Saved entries
-- Opening Marker --
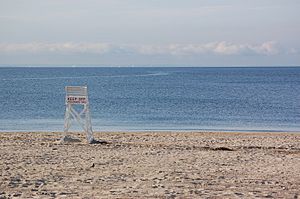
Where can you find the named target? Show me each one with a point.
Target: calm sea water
(238, 99)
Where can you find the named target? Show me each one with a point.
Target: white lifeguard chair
(77, 96)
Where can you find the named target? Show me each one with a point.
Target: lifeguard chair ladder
(78, 96)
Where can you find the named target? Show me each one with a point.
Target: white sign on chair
(78, 96)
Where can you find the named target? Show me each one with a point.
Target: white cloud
(218, 48)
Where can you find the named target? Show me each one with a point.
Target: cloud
(217, 48)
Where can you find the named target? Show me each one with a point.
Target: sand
(151, 165)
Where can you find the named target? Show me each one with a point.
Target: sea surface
(154, 99)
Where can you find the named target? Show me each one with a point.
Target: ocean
(154, 98)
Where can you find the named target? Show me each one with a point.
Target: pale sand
(151, 165)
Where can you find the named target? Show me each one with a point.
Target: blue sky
(150, 32)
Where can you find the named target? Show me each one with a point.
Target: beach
-- Closing Marker --
Action item = Please set down the records above verbatim, with each picture left out.

Task result =
Where can you find the named target? Show me each one with a point.
Target: calm sea water
(238, 99)
Where can you find the named target? Show me each one with a point.
Target: white lifeguard chair
(77, 96)
Where can you find the named target? Show me each one with a point.
Target: lifeguard chair ladder
(78, 96)
Where can you find the named target? Show me each one with a point.
Target: white sign on chair
(78, 96)
Where can you find the named target? Show me each one with a point.
Target: white cloud
(218, 48)
Where can you find the named target? Show me each one with a point.
Target: cloud
(217, 48)
Where can you find the named target? Show me each one with a point.
Target: sand
(151, 165)
Where can you find the named target? Show me each one with a point.
Target: sea surface
(154, 99)
Where can you find the named target? Show me each one with a point.
Target: ocean
(154, 98)
Where can you find the named target? Show me each one with a point.
Target: pale sand
(151, 165)
Where can you find the named target? Show me each one with a point.
Target: blue sky
(150, 32)
Where can you find the named target? Show me each one with a point.
Target: beach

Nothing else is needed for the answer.